[Records from a dataset]

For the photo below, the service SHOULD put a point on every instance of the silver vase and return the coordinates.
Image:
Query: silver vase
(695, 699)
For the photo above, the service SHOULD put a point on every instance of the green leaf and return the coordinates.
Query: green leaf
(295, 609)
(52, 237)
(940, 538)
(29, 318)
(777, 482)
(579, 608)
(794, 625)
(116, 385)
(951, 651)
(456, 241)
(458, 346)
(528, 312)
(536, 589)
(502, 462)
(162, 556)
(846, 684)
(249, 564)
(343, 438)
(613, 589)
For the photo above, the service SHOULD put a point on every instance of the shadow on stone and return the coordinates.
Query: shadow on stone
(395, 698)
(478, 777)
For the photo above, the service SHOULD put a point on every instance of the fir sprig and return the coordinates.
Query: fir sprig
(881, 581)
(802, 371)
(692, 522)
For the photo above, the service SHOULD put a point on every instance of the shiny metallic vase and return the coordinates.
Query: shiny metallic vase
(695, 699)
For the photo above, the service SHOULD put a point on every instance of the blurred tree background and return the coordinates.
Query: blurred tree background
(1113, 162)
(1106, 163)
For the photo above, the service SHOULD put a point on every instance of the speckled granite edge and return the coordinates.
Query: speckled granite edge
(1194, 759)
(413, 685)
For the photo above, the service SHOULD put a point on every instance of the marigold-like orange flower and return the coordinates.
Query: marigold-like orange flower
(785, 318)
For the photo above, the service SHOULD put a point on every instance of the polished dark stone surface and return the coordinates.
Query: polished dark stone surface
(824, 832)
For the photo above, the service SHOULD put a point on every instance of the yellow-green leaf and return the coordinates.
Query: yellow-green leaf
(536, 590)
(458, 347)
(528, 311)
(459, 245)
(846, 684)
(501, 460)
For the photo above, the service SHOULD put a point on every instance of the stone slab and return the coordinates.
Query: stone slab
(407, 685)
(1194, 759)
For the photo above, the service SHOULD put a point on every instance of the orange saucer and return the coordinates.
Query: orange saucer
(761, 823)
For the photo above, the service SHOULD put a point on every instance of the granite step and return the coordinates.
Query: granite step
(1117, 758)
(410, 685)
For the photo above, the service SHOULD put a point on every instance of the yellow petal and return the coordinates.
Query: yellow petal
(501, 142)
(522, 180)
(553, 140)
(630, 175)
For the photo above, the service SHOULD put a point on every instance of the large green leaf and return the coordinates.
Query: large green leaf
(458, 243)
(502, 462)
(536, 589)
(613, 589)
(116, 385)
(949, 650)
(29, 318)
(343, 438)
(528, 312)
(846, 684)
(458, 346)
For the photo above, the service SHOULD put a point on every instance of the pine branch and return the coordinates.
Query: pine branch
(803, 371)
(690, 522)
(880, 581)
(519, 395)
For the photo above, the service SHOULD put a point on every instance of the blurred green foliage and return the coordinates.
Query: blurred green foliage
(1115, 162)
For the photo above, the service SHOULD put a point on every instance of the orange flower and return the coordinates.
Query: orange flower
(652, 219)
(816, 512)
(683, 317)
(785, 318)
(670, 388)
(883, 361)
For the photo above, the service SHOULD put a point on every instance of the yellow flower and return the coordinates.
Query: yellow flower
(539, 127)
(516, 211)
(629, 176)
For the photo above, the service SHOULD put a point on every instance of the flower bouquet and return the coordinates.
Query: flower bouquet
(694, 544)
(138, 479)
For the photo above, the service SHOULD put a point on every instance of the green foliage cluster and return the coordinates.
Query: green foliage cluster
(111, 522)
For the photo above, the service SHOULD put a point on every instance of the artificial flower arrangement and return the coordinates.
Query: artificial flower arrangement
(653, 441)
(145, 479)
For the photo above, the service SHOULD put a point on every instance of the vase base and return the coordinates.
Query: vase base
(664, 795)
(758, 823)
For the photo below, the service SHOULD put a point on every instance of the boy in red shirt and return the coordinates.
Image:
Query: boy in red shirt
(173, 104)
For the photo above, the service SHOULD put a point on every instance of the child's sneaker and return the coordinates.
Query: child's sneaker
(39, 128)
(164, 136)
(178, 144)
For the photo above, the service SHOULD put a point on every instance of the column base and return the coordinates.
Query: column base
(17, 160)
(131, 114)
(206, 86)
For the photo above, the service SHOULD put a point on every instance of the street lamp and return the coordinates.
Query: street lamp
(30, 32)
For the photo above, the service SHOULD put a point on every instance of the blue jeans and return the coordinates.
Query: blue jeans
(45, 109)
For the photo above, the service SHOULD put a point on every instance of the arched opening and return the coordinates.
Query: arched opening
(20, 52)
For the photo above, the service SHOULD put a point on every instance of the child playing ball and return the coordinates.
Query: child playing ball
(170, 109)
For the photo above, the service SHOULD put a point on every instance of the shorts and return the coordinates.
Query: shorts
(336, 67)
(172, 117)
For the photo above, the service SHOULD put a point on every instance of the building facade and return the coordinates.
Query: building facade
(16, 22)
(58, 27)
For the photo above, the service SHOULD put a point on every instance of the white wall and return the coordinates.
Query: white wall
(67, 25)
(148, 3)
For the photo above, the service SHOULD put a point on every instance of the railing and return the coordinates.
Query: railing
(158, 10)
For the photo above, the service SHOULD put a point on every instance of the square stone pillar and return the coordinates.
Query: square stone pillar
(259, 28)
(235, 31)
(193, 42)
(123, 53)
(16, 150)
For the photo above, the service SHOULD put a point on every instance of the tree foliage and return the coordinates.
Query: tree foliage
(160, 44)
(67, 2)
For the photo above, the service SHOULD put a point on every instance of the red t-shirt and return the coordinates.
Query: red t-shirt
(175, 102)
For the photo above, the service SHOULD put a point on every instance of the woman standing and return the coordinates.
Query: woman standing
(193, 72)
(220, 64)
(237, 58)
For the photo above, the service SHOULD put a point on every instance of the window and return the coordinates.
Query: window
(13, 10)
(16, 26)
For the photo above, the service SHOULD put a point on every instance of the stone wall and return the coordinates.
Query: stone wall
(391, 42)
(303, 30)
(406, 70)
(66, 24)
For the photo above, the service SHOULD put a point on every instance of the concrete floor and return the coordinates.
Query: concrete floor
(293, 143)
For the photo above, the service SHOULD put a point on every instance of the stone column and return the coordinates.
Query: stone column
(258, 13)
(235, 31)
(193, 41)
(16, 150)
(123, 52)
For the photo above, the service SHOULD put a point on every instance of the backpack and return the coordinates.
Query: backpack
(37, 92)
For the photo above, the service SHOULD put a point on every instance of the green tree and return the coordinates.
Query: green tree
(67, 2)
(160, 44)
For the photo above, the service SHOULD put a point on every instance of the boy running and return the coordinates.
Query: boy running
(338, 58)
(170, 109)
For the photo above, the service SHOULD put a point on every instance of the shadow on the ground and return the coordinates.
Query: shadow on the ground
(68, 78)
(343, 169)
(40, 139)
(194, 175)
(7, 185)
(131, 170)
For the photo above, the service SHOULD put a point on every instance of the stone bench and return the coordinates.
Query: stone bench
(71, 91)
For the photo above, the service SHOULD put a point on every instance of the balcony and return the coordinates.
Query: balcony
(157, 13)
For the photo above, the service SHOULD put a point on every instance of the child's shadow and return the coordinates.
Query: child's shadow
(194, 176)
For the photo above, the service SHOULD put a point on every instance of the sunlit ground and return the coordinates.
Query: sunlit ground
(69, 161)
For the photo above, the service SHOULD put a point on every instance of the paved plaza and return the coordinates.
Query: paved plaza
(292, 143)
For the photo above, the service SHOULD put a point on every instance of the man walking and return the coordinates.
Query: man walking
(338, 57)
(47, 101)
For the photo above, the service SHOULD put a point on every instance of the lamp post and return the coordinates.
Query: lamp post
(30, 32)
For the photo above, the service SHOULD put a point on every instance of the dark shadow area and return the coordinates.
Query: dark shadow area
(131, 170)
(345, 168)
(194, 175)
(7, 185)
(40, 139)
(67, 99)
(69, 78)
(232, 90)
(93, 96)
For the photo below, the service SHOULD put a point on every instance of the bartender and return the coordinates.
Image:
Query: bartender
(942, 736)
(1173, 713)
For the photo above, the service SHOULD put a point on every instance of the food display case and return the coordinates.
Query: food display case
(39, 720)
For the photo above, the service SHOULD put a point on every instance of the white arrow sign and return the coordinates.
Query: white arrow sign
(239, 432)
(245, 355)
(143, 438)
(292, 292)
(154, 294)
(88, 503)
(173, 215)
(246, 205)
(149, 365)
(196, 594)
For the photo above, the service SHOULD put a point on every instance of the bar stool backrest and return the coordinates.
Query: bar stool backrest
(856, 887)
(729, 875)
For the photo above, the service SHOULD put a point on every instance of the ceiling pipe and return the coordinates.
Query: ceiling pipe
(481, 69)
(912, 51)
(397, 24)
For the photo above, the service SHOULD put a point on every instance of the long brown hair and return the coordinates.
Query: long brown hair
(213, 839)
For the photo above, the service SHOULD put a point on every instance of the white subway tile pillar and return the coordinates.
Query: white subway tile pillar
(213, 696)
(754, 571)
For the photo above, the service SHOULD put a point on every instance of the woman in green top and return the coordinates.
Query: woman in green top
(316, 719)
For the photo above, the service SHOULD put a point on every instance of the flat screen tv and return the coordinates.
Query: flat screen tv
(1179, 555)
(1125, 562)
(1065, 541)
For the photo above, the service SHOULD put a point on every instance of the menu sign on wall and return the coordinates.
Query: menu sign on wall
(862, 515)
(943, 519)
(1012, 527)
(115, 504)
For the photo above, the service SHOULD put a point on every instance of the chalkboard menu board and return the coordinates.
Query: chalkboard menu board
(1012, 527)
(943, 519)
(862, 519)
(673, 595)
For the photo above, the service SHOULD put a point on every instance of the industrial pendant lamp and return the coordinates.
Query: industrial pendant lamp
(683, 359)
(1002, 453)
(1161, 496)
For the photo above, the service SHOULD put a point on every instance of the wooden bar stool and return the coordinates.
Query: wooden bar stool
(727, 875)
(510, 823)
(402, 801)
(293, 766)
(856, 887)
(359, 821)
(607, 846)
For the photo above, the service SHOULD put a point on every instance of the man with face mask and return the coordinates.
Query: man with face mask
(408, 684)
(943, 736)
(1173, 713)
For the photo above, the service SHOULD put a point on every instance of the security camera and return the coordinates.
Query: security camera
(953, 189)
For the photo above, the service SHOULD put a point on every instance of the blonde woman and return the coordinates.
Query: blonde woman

To do
What lines above contain the word "below"? Return each such line.

Exercise result
For the photo below, the service SHOULD put a point on every instance of the silver vase and return the coordinates.
For the photo below, the service SHOULD put a point on every instance of the boy in red shirt and return the coordinates.
For the photo below, the service SHOULD put a point on every instance of the bartender and return the coordinates.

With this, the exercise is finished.